# WORK INSTRUCTIONS
Please reproduce the entries below exactly, starting at the first line and ending with the line that holds "the bare brown".
═══ DATA SHOWN
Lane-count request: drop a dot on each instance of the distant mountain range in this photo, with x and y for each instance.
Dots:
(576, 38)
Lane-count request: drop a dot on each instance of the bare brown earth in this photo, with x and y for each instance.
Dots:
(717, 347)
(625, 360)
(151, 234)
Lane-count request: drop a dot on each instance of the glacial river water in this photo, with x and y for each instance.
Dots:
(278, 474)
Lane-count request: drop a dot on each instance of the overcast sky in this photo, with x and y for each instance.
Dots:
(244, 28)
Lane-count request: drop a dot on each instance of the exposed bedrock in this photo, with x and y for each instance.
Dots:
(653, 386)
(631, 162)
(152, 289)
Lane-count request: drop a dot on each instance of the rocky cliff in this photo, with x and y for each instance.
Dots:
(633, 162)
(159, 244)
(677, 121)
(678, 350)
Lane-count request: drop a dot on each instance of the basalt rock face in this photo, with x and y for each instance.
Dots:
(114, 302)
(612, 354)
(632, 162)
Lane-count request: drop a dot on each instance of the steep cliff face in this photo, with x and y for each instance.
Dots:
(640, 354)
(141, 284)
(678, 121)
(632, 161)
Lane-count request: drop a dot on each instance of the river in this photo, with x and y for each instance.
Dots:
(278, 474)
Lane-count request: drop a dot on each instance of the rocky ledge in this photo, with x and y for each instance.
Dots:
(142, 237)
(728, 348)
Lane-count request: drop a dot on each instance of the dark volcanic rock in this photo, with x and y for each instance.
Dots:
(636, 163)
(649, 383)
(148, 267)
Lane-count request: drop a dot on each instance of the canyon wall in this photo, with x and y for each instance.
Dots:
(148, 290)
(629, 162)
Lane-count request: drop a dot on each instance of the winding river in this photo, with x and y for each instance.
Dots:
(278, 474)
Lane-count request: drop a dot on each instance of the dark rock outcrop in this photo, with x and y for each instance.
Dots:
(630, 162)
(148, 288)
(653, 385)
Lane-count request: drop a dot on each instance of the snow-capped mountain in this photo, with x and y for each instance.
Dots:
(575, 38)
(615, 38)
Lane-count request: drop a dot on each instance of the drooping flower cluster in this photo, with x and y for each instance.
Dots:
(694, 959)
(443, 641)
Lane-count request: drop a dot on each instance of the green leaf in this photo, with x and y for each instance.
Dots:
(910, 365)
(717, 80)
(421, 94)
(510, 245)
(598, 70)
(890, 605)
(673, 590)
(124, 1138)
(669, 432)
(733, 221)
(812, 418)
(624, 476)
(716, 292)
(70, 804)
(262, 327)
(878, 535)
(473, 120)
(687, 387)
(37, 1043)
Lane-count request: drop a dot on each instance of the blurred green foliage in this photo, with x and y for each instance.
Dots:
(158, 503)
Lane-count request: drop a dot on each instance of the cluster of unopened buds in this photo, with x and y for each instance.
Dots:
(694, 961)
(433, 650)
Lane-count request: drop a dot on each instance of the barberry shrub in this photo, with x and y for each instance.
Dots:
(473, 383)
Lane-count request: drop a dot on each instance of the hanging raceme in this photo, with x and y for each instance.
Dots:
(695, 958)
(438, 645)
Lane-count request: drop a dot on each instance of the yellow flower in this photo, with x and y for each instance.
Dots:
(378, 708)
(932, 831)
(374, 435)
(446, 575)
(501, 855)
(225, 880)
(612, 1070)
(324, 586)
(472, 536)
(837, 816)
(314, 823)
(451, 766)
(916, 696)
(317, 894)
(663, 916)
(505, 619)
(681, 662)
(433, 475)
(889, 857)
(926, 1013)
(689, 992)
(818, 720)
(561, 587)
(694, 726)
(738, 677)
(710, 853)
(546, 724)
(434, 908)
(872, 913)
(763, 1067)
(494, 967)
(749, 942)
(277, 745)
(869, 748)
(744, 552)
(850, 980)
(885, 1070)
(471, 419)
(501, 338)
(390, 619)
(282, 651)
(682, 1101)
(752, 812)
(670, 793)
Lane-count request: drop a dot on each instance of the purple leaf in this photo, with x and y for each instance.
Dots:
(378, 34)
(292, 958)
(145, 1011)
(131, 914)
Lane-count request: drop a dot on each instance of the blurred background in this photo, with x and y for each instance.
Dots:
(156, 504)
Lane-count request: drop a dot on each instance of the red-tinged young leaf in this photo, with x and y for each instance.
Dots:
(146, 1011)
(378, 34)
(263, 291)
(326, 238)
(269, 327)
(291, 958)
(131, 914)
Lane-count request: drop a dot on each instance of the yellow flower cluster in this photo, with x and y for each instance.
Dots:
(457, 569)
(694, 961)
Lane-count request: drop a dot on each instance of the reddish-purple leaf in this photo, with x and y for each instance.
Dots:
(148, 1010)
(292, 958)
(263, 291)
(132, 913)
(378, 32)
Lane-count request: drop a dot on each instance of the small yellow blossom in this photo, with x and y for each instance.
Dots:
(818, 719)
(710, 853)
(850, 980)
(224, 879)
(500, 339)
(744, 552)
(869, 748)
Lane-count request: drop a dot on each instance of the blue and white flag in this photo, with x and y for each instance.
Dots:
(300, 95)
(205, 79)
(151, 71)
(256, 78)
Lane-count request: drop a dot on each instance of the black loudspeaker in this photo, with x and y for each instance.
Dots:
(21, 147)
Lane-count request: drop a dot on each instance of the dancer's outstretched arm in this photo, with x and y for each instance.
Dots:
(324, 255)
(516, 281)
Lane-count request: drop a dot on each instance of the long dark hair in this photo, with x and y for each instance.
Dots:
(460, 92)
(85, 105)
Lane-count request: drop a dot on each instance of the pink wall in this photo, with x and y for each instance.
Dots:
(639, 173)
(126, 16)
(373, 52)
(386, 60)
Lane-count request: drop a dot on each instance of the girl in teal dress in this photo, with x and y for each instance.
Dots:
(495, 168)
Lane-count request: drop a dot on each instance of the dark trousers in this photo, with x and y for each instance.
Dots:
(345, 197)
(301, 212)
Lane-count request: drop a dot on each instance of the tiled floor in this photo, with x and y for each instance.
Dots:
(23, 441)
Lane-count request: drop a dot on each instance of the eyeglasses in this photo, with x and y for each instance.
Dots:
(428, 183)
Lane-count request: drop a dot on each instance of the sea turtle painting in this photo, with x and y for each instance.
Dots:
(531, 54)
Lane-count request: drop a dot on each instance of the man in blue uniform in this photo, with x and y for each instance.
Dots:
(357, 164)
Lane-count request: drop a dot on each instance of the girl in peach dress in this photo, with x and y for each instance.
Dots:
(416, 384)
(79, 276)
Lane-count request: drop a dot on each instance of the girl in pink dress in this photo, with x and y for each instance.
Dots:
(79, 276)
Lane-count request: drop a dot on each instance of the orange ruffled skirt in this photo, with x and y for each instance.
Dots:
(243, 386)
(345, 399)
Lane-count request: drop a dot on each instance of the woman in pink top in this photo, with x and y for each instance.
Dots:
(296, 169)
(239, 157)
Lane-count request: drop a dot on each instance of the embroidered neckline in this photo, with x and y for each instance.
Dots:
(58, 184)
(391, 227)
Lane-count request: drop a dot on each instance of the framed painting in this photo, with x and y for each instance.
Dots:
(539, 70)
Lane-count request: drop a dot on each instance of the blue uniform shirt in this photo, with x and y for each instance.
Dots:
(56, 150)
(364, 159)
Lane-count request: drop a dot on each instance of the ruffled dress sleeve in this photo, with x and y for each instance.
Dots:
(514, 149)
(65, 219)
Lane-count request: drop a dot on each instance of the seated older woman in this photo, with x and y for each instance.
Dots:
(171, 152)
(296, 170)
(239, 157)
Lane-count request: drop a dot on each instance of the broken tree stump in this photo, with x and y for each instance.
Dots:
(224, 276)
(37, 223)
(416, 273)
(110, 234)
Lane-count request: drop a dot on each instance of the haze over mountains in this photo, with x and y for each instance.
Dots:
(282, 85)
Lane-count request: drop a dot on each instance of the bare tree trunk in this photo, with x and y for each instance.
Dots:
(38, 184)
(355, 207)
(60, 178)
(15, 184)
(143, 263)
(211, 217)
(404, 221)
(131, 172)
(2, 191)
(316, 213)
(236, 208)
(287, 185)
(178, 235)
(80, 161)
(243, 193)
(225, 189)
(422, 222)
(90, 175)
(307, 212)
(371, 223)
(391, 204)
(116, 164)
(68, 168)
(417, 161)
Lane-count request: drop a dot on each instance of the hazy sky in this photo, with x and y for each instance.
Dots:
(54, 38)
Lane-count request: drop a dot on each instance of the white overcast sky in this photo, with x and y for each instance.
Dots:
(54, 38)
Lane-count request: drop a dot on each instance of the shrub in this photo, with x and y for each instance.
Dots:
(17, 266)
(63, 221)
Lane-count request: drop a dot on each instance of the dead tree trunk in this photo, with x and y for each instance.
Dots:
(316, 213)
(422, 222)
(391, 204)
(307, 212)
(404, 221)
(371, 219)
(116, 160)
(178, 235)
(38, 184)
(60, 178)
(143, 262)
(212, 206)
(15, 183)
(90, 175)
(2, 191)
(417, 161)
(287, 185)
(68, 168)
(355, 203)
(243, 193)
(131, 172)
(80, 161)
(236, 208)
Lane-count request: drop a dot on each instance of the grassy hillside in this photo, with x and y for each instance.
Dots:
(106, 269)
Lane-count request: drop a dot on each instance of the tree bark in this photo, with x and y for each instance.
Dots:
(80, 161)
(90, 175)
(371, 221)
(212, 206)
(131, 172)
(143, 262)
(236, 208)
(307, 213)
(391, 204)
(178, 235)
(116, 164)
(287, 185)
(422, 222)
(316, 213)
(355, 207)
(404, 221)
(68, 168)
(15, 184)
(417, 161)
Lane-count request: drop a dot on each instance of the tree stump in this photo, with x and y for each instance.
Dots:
══════
# ANSWER TO THIS PROBLEM
Lane-count request: drop a dot on each instance of the distant mountain range in this photo, with x and y for each instance.
Dots:
(576, 38)
Lane-count request: drop a dot on each instance of the bare brown earth in this photo, with x and y for each instance.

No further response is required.